### What this task involves
Please report how many lines of the material below contain the word "vineyard", giving only the number.

====================

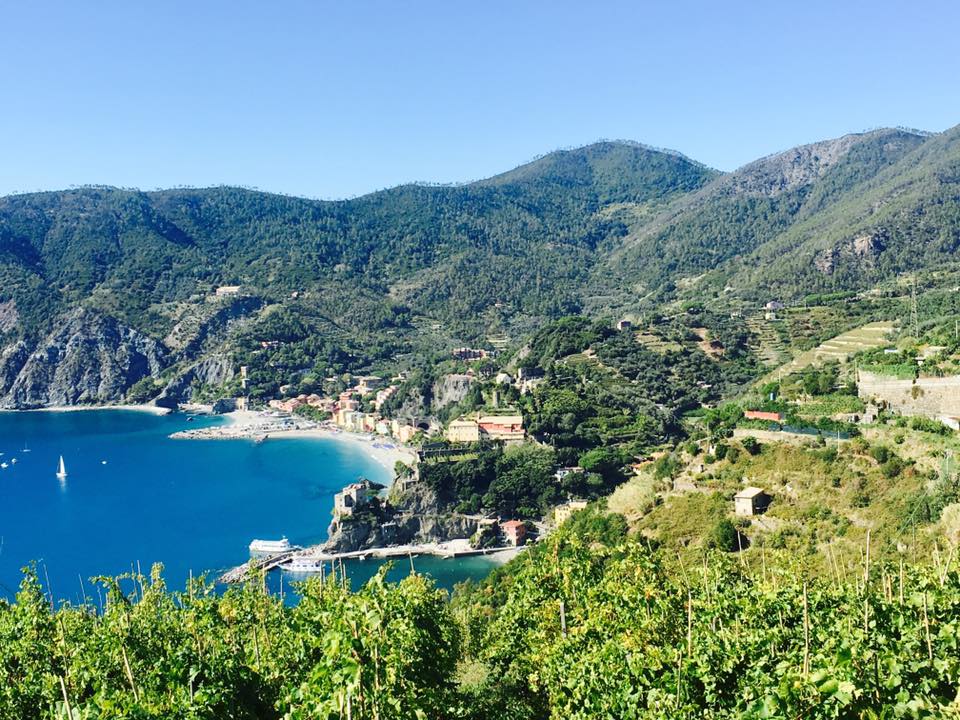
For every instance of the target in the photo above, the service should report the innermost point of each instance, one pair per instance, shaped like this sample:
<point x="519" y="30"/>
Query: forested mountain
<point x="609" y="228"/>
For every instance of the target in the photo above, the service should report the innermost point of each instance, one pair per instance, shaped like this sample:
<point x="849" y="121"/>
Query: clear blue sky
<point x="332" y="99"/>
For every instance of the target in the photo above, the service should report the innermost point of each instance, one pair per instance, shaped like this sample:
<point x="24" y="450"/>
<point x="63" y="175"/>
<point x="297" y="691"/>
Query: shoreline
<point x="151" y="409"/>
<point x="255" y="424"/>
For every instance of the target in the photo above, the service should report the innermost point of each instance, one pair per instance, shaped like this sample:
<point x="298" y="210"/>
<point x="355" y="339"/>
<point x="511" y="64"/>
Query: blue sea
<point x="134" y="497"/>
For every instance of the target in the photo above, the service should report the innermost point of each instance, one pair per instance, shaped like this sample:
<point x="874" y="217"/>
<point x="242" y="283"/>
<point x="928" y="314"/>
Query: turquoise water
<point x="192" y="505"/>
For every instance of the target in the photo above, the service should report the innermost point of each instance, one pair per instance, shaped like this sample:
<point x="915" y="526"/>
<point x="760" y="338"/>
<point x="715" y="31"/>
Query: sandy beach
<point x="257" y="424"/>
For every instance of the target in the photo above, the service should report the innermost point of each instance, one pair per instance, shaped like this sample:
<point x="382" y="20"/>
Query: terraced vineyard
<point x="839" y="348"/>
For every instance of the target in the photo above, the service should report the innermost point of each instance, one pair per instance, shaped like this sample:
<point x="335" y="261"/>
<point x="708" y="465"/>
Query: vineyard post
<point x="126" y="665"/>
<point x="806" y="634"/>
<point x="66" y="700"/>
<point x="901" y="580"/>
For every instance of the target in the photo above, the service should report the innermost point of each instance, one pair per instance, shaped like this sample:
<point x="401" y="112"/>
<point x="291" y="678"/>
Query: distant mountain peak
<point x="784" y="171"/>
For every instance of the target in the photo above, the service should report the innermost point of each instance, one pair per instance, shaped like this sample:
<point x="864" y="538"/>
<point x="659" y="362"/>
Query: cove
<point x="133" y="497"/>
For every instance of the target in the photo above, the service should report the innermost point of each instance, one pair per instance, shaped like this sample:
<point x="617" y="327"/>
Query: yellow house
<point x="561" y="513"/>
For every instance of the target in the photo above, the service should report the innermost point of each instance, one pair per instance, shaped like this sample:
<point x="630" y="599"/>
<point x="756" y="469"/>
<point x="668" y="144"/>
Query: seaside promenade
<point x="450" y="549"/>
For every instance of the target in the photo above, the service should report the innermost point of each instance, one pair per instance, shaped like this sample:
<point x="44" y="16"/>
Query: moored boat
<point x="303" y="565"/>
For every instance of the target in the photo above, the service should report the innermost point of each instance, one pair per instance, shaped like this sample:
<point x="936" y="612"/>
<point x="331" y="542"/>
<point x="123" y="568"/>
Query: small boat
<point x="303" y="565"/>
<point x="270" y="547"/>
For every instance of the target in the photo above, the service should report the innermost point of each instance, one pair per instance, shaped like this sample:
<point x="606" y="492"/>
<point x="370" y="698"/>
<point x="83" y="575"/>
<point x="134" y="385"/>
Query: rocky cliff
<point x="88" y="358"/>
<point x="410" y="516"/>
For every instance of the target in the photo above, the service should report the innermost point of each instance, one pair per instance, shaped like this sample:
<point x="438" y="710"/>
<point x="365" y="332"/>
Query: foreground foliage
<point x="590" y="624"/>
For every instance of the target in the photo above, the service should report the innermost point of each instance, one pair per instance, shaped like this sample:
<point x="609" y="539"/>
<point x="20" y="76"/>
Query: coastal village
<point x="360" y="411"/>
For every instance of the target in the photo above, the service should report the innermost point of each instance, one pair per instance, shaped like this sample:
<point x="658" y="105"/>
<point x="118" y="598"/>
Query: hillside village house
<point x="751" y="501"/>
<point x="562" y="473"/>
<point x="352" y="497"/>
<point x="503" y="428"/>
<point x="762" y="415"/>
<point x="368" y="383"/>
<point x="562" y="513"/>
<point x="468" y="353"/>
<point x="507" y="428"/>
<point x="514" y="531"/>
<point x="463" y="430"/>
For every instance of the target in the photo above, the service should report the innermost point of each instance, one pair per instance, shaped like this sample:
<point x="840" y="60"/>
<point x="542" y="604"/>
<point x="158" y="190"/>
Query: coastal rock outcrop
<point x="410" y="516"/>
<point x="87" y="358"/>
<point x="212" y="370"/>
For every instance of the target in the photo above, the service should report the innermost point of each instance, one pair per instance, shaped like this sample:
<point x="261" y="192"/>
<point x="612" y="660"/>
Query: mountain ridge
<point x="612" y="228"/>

====================

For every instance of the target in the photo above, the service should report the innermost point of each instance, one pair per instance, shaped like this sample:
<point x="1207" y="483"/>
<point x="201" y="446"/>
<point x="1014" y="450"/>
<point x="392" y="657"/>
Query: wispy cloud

====================

### Solution for this exercise
2